<<<<

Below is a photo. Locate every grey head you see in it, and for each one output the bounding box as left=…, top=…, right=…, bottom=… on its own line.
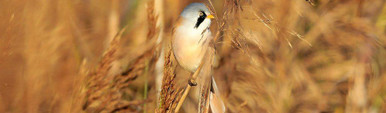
left=180, top=3, right=213, bottom=29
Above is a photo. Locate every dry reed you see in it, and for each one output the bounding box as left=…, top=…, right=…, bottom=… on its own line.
left=1, top=0, right=386, bottom=113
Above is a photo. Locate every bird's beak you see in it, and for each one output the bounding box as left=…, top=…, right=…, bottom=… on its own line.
left=207, top=14, right=215, bottom=19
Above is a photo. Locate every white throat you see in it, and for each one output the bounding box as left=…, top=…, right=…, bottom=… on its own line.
left=179, top=17, right=211, bottom=41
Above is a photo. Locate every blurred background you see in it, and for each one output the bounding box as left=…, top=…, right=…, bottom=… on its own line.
left=1, top=0, right=386, bottom=113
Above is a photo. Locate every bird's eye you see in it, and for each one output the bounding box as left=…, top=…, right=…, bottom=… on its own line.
left=199, top=12, right=204, bottom=17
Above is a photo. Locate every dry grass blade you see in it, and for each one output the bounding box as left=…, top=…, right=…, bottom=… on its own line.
left=82, top=26, right=128, bottom=112
left=158, top=49, right=182, bottom=113
left=83, top=1, right=160, bottom=112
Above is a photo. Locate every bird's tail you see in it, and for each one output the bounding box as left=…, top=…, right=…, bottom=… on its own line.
left=209, top=77, right=226, bottom=113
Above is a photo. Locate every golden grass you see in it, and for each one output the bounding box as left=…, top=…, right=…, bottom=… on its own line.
left=0, top=0, right=386, bottom=113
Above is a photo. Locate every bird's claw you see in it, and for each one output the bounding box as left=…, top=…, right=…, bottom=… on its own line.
left=188, top=79, right=197, bottom=86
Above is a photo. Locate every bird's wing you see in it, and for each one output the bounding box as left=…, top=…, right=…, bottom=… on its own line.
left=197, top=46, right=214, bottom=113
left=197, top=46, right=225, bottom=113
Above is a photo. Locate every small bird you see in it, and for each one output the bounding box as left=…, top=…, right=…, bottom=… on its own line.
left=172, top=3, right=225, bottom=113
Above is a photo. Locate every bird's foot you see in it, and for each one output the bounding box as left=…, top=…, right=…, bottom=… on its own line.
left=188, top=79, right=197, bottom=86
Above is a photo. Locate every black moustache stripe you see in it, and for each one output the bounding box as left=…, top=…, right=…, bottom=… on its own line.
left=194, top=11, right=206, bottom=29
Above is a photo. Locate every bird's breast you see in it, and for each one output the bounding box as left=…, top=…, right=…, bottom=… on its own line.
left=172, top=27, right=212, bottom=72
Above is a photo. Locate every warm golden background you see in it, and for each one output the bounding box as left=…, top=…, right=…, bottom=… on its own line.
left=1, top=0, right=386, bottom=113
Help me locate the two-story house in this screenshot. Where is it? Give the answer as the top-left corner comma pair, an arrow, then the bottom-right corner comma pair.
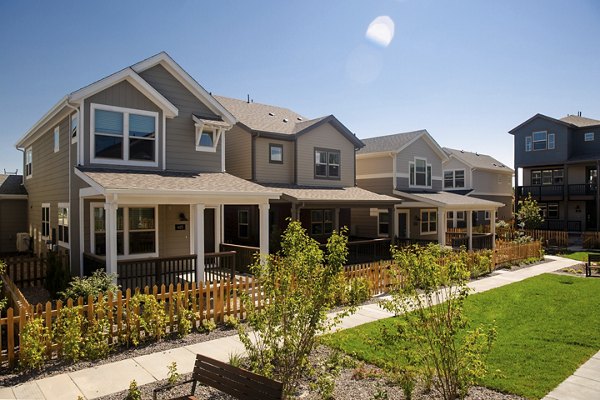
15,52 -> 281,286
442,148 -> 514,224
511,112 -> 600,232
216,96 -> 398,259
354,130 -> 503,249
0,174 -> 28,254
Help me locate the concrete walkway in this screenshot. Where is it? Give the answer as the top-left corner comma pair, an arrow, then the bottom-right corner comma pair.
0,255 -> 590,400
543,350 -> 600,400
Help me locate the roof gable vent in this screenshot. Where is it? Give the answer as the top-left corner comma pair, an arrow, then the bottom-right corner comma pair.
283,118 -> 289,123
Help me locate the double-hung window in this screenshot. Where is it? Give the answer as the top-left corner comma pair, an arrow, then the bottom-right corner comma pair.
311,209 -> 334,235
532,131 -> 547,151
238,210 -> 249,239
410,158 -> 432,187
25,148 -> 32,178
443,170 -> 465,189
420,209 -> 437,234
92,104 -> 158,166
315,149 -> 340,179
41,204 -> 50,239
58,204 -> 69,247
585,132 -> 595,142
378,211 -> 389,236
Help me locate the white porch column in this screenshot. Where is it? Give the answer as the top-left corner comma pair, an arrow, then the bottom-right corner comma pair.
467,210 -> 473,251
334,208 -> 340,231
259,203 -> 270,263
214,205 -> 222,251
104,200 -> 118,279
437,208 -> 446,246
194,204 -> 205,283
490,209 -> 496,250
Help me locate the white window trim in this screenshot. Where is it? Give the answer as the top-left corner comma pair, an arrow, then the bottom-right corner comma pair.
238,209 -> 249,239
409,157 -> 432,189
420,208 -> 437,235
25,147 -> 33,179
90,103 -> 159,167
484,211 -> 491,220
193,117 -> 224,152
41,203 -> 50,240
90,203 -> 159,260
532,131 -> 548,151
71,112 -> 79,144
57,202 -> 69,249
548,133 -> 555,149
525,136 -> 532,152
377,210 -> 389,237
53,126 -> 60,153
443,169 -> 466,189
585,132 -> 595,142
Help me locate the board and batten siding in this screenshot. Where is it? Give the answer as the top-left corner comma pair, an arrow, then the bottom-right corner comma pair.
138,64 -> 223,172
225,125 -> 252,179
395,137 -> 443,191
24,114 -> 72,255
0,199 -> 28,253
296,123 -> 355,187
83,80 -> 164,169
254,137 -> 294,184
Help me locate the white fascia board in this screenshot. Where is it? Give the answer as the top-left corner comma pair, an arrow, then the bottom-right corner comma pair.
421,132 -> 449,161
356,151 -> 395,159
74,169 -> 107,195
394,190 -> 444,207
131,53 -> 237,125
105,188 -> 280,199
70,68 -> 178,118
15,96 -> 69,148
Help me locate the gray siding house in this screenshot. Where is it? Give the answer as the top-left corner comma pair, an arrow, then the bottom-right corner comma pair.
510,112 -> 600,232
0,175 -> 28,254
355,130 -> 503,249
15,52 -> 280,285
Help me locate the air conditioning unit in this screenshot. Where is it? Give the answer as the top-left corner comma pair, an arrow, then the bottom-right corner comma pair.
16,232 -> 30,252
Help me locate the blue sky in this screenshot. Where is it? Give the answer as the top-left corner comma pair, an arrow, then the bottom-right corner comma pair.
1,0 -> 599,173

>>>>

### Your task
Copy the listing over exactly, skipping the pictures it holds.

### Task response
Below is a photo. Locate every grey head you see in it, and for each one output the bounding box as left=…, top=…, right=…, bottom=… on its own line.
left=180, top=3, right=213, bottom=29
Above is a photo. Locate every dry reed you see in it, and for each one output the bounding box as left=…, top=…, right=…, bottom=… on its own line.
left=1, top=0, right=386, bottom=113
Above is a photo. Locate every bird's beak you see in it, and for each one output the bounding box as left=…, top=…, right=…, bottom=… on its own line.
left=207, top=14, right=215, bottom=19
Above is a photo. Locate every white throat you see in it, and for each one output the bounding box as left=…, top=…, right=…, bottom=… on its own line.
left=179, top=17, right=211, bottom=41
Above is a photo. Locate every blurred background you see in it, and for each one output the bounding box as left=…, top=…, right=…, bottom=… on its own line.
left=1, top=0, right=386, bottom=113
Above is a photo. Locate every bird's eye you see in it, and for each one output the bounding box as left=…, top=…, right=…, bottom=… on its own line.
left=199, top=12, right=204, bottom=17
Above is a photo. Locate every dry grass blade you see in it, and for each one output the bounding box as left=…, top=…, right=…, bottom=… on its own line.
left=82, top=26, right=128, bottom=112
left=158, top=49, right=182, bottom=113
left=83, top=1, right=160, bottom=112
Above is a photo. Locate every bird's tail you see in it, and for each one output the bounding box as left=…, top=…, right=…, bottom=… on its own line.
left=209, top=77, right=226, bottom=113
Above is a photo. Locate every golden grass you see in it, and for each one output the bounding box as left=…, top=…, right=…, bottom=… on its own line.
left=0, top=0, right=386, bottom=113
Above is a photo. Locate every bird's claw you see in it, and for each one output the bounding box as left=…, top=…, right=…, bottom=… on its own line.
left=188, top=79, right=197, bottom=86
Above is a photo. Locate every bird's wing you see in it, and for each one output the bounding box as left=…, top=…, right=…, bottom=… on its own line.
left=197, top=46, right=214, bottom=113
left=197, top=46, right=225, bottom=113
Above is a photo. Locate every small bird you see in it, and for each one output the bounding box as left=…, top=…, right=…, bottom=… on its own line.
left=172, top=3, right=225, bottom=113
Above is a photo. Locate every bird's foot you see in it, and for each one output the bounding box as left=…, top=…, right=…, bottom=… on its own line.
left=188, top=79, right=197, bottom=86
Above is a photo. Locate every black moustache stripe you see in it, and for each one output the bounding box as left=…, top=…, right=…, bottom=… on its own line.
left=194, top=11, right=206, bottom=29
Above is a photo. Locate every bird's breast you see in it, and for each one output the bounding box as left=…, top=…, right=…, bottom=… on its own line.
left=172, top=27, right=212, bottom=72
Above is a photo. Locate every warm golden background you see in it, and for each one output the bounding box as left=…, top=…, right=…, bottom=… on its own line.
left=1, top=0, right=386, bottom=113
Help me locate the two-story house in this screenshot. Where is it? Give the answer as the top-left corner comma pair, an arrow, then the bottom-right corner comma pair.
15,52 -> 281,286
442,148 -> 514,224
511,112 -> 600,232
216,96 -> 398,259
354,130 -> 503,249
0,174 -> 28,254
Help me locate the concrete walkway in this screenshot. Where is it? Give the answer as the top-left corner comma pair, an arrow, then the bottom-right corner comma pair.
0,255 -> 590,400
543,350 -> 600,400
Help me locate the roof gable vent in this screenshot. Where is it? Give the answer as the top-left corner comma pair, an arrow, then the bottom-right corner comma pair.
283,118 -> 289,123
Help me locate the double-hung window in this screenshot. Where is it? Give the answer as the top-left corner comma pair, an arrow, then the bottom-right corner comma pair.
311,209 -> 334,235
532,131 -> 547,151
238,210 -> 249,239
410,158 -> 432,187
25,148 -> 32,178
443,170 -> 465,189
420,209 -> 437,234
92,104 -> 158,166
315,149 -> 340,179
41,204 -> 50,239
58,204 -> 69,247
585,132 -> 595,142
378,211 -> 389,236
Help me locate the white porch column in this screenshot. Where is it? Give the answer as the top-left corner comma pair, an arrow, then the bottom-right corner comma pair.
467,210 -> 473,251
334,208 -> 340,231
259,203 -> 270,263
214,205 -> 222,251
104,200 -> 118,279
437,208 -> 446,246
194,204 -> 205,283
490,209 -> 496,250
Help me locate the white window trim in this screenshot. Where is it? Give the answer as the top-left corner comma pair, an arrow, then the bottom-right corner comma pair.
238,209 -> 249,239
409,157 -> 432,189
420,208 -> 437,235
25,147 -> 33,179
90,103 -> 159,167
484,211 -> 491,220
193,117 -> 224,152
41,203 -> 50,240
90,203 -> 159,260
532,131 -> 548,151
71,112 -> 79,144
57,202 -> 69,249
548,133 -> 555,149
525,136 -> 532,152
377,210 -> 389,237
53,126 -> 60,153
443,169 -> 466,189
585,132 -> 595,142
Help me locate the board and batten siding in this screenshot. Where is it? Give the answer as the top-left corner comma pair, an arrow, then the bottom-right corner comma pair.
138,64 -> 223,172
225,125 -> 252,179
395,137 -> 443,191
24,114 -> 72,255
0,199 -> 28,253
296,123 -> 355,187
83,80 -> 164,169
254,137 -> 294,184
Help me locate the white fascia board in this screenshot. Where is it? Give the answer as the top-left corner comma pair, an arrow, then the bottom-right corner comma pair.
421,132 -> 449,161
356,151 -> 395,159
74,169 -> 107,195
394,190 -> 444,207
131,53 -> 237,125
105,188 -> 280,199
70,68 -> 178,118
15,96 -> 69,148
Help me locate the gray siding house in this screenshot. Where is it? Give the answer as the top-left corner comma pair, an arrow, then the bottom-right corner comma pair.
510,112 -> 600,232
0,175 -> 28,254
355,130 -> 503,249
15,52 -> 280,285
Help me locate the air conditioning unit in this screenshot. Where is it? Give the answer as the top-left corner comma pair, an arrow, then the bottom-right corner comma pair.
16,232 -> 30,252
Help me locate the blue sky in this screenshot. Where is it? Give the answer as the top-left corner comma pair, an arrow, then the bottom-right corner comma pair.
1,0 -> 599,173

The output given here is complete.